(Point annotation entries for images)
_ _ _
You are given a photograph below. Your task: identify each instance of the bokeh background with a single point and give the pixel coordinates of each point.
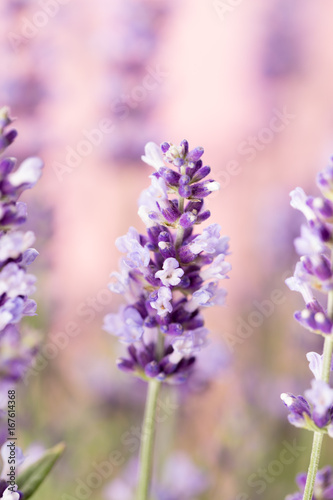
(252, 83)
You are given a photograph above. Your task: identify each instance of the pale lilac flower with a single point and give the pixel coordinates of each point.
(17, 349)
(191, 343)
(164, 272)
(217, 270)
(127, 324)
(309, 243)
(171, 273)
(162, 303)
(207, 296)
(207, 241)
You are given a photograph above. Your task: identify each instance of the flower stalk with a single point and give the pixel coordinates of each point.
(147, 440)
(167, 277)
(314, 271)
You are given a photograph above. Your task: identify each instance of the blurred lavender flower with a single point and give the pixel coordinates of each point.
(181, 480)
(323, 489)
(170, 274)
(136, 79)
(16, 349)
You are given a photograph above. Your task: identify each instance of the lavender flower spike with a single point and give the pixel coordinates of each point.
(171, 273)
(314, 272)
(17, 349)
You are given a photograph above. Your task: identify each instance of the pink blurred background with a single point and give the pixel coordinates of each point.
(223, 70)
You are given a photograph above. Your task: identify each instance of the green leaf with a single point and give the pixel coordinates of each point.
(31, 478)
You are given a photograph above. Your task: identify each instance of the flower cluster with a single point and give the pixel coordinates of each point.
(16, 350)
(323, 489)
(315, 410)
(170, 274)
(314, 272)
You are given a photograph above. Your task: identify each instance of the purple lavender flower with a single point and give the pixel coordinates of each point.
(315, 411)
(313, 271)
(16, 349)
(181, 480)
(168, 275)
(323, 488)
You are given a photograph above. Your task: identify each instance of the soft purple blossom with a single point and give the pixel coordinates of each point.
(316, 406)
(321, 397)
(162, 303)
(17, 348)
(127, 324)
(168, 275)
(171, 273)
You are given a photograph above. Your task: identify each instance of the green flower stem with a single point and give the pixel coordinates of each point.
(147, 441)
(313, 467)
(160, 345)
(318, 436)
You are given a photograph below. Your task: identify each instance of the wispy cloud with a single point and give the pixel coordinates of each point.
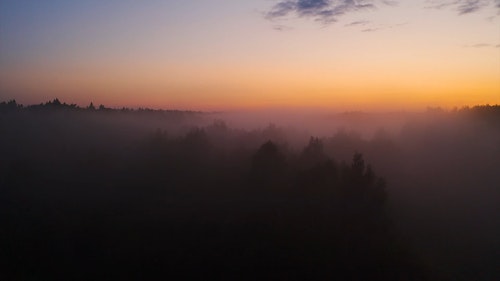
(325, 11)
(463, 6)
(358, 23)
(382, 27)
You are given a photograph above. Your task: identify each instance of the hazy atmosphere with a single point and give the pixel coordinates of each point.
(224, 55)
(250, 140)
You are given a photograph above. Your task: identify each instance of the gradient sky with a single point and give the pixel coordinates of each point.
(240, 54)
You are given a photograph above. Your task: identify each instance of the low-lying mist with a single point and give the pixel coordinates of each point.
(139, 194)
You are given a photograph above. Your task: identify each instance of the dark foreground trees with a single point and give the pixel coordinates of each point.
(187, 207)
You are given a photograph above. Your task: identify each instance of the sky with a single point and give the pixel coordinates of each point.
(241, 54)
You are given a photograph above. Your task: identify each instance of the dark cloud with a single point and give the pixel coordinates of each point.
(325, 11)
(463, 6)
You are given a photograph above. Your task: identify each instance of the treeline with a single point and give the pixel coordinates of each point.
(213, 202)
(89, 195)
(56, 104)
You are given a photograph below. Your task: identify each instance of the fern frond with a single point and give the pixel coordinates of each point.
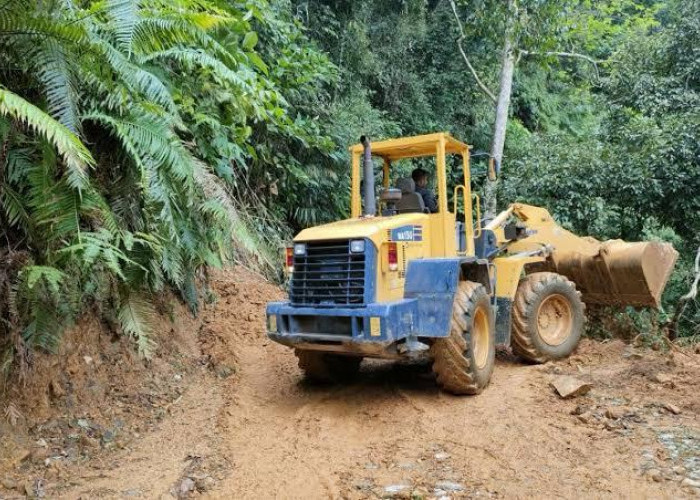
(18, 21)
(136, 77)
(52, 276)
(149, 138)
(195, 57)
(13, 206)
(75, 155)
(138, 319)
(124, 15)
(54, 72)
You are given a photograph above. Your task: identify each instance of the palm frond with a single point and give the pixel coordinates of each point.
(124, 15)
(76, 156)
(150, 139)
(54, 70)
(139, 320)
(136, 77)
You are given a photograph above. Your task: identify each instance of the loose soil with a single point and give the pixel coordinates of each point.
(222, 412)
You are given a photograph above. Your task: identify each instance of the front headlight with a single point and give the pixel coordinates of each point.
(357, 246)
(300, 249)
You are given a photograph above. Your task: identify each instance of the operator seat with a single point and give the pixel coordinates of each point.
(410, 200)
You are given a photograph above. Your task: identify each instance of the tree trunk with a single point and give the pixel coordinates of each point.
(502, 109)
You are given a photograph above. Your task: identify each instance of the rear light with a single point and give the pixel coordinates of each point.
(289, 259)
(392, 257)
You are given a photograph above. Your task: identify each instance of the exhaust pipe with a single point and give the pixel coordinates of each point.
(370, 205)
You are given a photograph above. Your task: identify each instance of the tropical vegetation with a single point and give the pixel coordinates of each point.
(144, 141)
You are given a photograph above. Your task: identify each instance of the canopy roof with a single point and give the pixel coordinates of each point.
(412, 147)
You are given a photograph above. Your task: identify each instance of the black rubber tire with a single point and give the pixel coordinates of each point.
(532, 291)
(454, 363)
(326, 367)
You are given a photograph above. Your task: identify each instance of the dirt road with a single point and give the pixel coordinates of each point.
(261, 432)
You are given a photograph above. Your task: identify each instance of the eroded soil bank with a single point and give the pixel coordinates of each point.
(221, 412)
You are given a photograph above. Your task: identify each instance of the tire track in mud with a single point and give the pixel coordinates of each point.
(392, 427)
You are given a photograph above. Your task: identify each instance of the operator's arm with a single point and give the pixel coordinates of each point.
(429, 200)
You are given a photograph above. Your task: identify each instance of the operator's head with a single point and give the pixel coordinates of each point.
(420, 177)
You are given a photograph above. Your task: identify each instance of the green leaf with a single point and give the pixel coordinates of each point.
(75, 155)
(250, 40)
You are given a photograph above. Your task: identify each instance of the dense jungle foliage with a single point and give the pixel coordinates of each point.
(145, 140)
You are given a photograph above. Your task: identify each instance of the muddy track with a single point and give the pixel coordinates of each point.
(262, 432)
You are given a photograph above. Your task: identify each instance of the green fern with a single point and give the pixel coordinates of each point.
(124, 15)
(138, 319)
(76, 156)
(52, 276)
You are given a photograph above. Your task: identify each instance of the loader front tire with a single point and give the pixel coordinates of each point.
(323, 367)
(463, 362)
(548, 317)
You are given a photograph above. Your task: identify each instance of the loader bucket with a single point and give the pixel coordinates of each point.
(620, 273)
(612, 272)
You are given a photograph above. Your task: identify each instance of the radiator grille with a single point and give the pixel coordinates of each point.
(328, 275)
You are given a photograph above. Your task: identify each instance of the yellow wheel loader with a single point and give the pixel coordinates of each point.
(396, 281)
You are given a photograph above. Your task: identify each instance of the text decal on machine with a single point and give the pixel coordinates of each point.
(407, 233)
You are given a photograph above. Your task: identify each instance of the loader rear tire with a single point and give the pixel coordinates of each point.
(323, 367)
(548, 317)
(463, 362)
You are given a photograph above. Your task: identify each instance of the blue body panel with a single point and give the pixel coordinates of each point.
(424, 312)
(433, 283)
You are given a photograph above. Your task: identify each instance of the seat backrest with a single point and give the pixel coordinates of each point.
(410, 200)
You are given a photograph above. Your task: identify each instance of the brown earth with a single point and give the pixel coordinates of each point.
(224, 413)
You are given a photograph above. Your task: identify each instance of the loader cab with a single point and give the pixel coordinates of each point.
(397, 192)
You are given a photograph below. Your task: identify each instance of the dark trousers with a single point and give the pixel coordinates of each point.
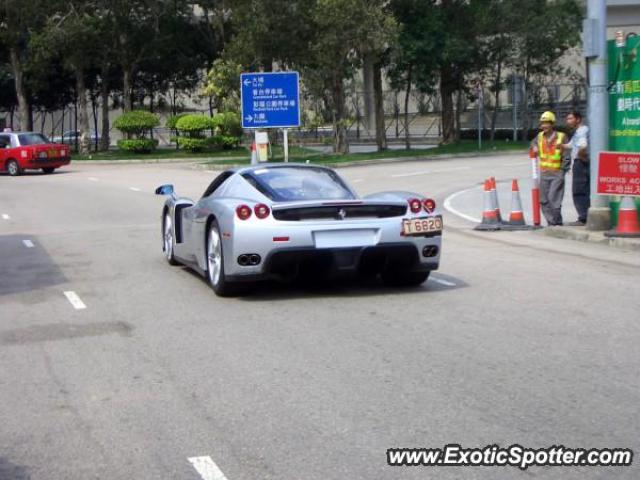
_ _ _
Task directions:
Write out every line of the material above word for word, omitting the pictures.

Exercise answer:
You are given a photograph below. Your task: identify each instance of the bokeh background with a single point and give the pixel coordinates of each point.
(252, 83)
You are given a photograph above. Your task: identify each instance of the pale lilac flower with a single point and give the pixel coordinates of each point.
(17, 349)
(191, 343)
(164, 272)
(217, 270)
(127, 324)
(309, 243)
(171, 273)
(162, 303)
(207, 296)
(207, 241)
You are given a photograph above. Your task: identify each instance of the flower stalk with a single point and give the pixel coordinates of each point.
(147, 440)
(167, 277)
(314, 271)
You are given a photograph above. Your task: identify each instance of the blurred lavender flower with a single point and give the pixel coordinates of each point.
(181, 480)
(323, 489)
(170, 274)
(136, 79)
(16, 349)
You are given a photograph above. Your task: identify each instance of the lavender flower spike with a single point and give the pixel coordinates of each point.
(171, 273)
(314, 272)
(17, 349)
You are given a photograph above. Your task: identify each instance of the pink blurred background with a single point and give the pixel coordinates of each point.
(223, 70)
You are given a photograph above. Your task: identify each instance of the green leaf with a single point and give the pixel coordinates of each point.
(31, 478)
You are given a photograph above. Your task: identify each instance of the flower cluster with a single point and give the pixel coordinates of each point.
(16, 350)
(323, 489)
(315, 410)
(170, 274)
(314, 272)
You are given a photograph above. Your task: identify each instance of the purple lavender flower with a single point and give the pixel coordinates of each point.
(315, 411)
(313, 271)
(16, 349)
(181, 480)
(168, 275)
(323, 488)
You are given a photograph above. Your task: identify each instance of the soft purple blossom with a single point and give the pixel coordinates of each point.
(316, 406)
(321, 397)
(162, 303)
(17, 348)
(127, 324)
(168, 275)
(171, 273)
You are given a photograph above. Your task: identify each instance of the green flower stem with a single point and give the pixel coordinates of each point.
(147, 441)
(313, 467)
(160, 345)
(318, 436)
You are given a photograph below. Your task: identify each instance of the wispy cloud with a single point and give the pixel coordinates of each point.
(325, 11)
(463, 6)
(358, 23)
(382, 27)
You are given a photograph above. Your task: identify each instance of the hazy atmosphere with a single point and give the pixel coordinates of each point.
(224, 55)
(250, 140)
You are given a photograph above. Your task: identify each instance of the gradient sky with a single point and give the pixel coordinates of each point.
(240, 54)
You are given a photograph above. Your task: identify each instance of the low-lying mist with a single point and give the pixel coordinates of each point.
(139, 194)
You are given a photograph above. Your task: identify each instance of the dark foreground trees with a single point and give the pixel coordinates of each point.
(187, 207)
You are given a photograph above. Your task: identify each instance of the sky with a single point and give the pixel coordinates of each point.
(241, 54)
You are given a photograph above. Your task: identify each instance of the dark cloud with a single point and give the pixel coordinates of each point.
(325, 11)
(463, 6)
You are given a photograph above. Your task: identify each instance of the treeline with a single point and give the pixel coordinates of each point.
(213, 202)
(89, 195)
(56, 104)
You are given a photograph below. Your task: identify each instance of the fern frond with a single point and give the pixel coordinates of each point.
(18, 21)
(136, 77)
(52, 276)
(149, 138)
(195, 57)
(13, 206)
(75, 155)
(138, 319)
(124, 15)
(54, 72)
You are given a photograph above. Your task: identify each instance of the palm frond with a single point and give the pixel coordinates of each point.
(124, 15)
(76, 156)
(150, 139)
(54, 70)
(139, 320)
(136, 77)
You are given a photograph above. Your task: identify each instance of the loose soil with a single point and give the pixel coordinates of each point.
(222, 412)
You are given a photograph above. Your task: identify each instance of the front headlight with a single point and give the pixel coordinates of each point.
(357, 246)
(300, 249)
You are given a photograph above. Your task: identify each instance of the operator seat with a single point and give the pixel coordinates of each point.
(410, 200)
You are given a photograph above. Your task: identify each instance of the tree trunk with a single point and give the pixel coordinates of each point.
(502, 109)
You are given a photograph above. Your task: identify each instance of the rear light with a single point and give the pixel coordinates of each point.
(289, 259)
(392, 257)
You are given a photograph above. Your task: identify each instance of the exhaust pipe with a single point and give the pixel coordinates of each point.
(370, 205)
You are given a photograph above. Your task: identify each instance of the tropical vegetation with a single point and give the pixel coordinates of each point.
(144, 141)
You are given a photograph above. Your task: identify each instance of the canopy roof with a single point and give the pixel coordinates of each point.
(412, 147)
You are given a photograph above. Your task: identify each instance of the black rubber tire with a single point and give the pixel coordinates of each point.
(532, 291)
(454, 363)
(326, 367)
You are given a photograph above. Your task: identify each instance of the dirt road with a single point and give the pixel coordinates of each point.
(261, 432)
You are given a photograph above. Your task: identify each instance of the eroded soil bank with a single point and give the pixel coordinates of each point.
(221, 412)
You are given a photograph above. Your task: identify each instance of the tire track in mud with a single point and give the pixel coordinates of each point.
(392, 427)
You are given a photograph above. Your task: identify each instance of the operator's arm with a single point and give the pixel coordinates of each point.
(429, 200)
You are given a photograph above. Your task: identify each instance of the operator's head with a single point and give the pixel coordinates of each point.
(420, 177)
You are given a photograph above. Your task: identify each instance of the green leaf with a single point and give the pixel coordinates of each point.
(75, 155)
(250, 40)
You are given a photograph above. Your task: identify each instance of the dense jungle foliage with a single point and give the pixel coordinates of each point.
(145, 140)
You are given a photograph above. Your task: identify each instance of the muddy track with a single point and give the pixel coordinates of each point.
(262, 432)
You are given a photograph above. Your task: identify each instance of the green fern with a single point and give the pixel coordinates of each point.
(124, 15)
(138, 319)
(76, 156)
(52, 276)
You are given a photograph above. Your task: identify each instance of the loader front tire with a single point and give the pixel coordinates of each point.
(323, 367)
(463, 362)
(548, 317)
You are given a photograph above. Your task: identify each instance of the loader bucket with a single point and give the pixel coordinates of each point.
(620, 273)
(612, 272)
You are given a photograph above. Your task: identify each instance of the radiator grille with a single point and give the pixel coordinates of each point.
(328, 275)
You are given a photograph above. Your task: identify each instance of the yellow wheel loader with a single point and give the pixel coordinates of each point.
(396, 281)
You are given a photograph above. Your task: identify each instance of the text decal on machine with a single point and give the pixel coordinates of each point.
(407, 233)
You are given a photograph above. Your task: identify each instance of the loader rear tire with a single point and give the pixel coordinates of each point.
(323, 367)
(548, 317)
(463, 362)
You are given a photograph above. Your task: identify each instance of the blue body panel with a single point and give the pixel coordinates of each point.
(424, 312)
(433, 283)
You are given a photograph above. Your task: identify each instance of the seat backrest with a single point and give the pixel coordinates of each point.
(410, 200)
You are given a photograph above. Your task: identify each instance of the brown earth with a single point and give the pixel coordinates of each point.
(224, 413)
You are given a photograph above. Your task: identify each instance of the loader cab with a single point and give the pixel coordinates of each point.
(397, 192)
You are given a photograph below. Your task: identify each instance of the dark trousers with a single point and give the pixel coordinates of each point.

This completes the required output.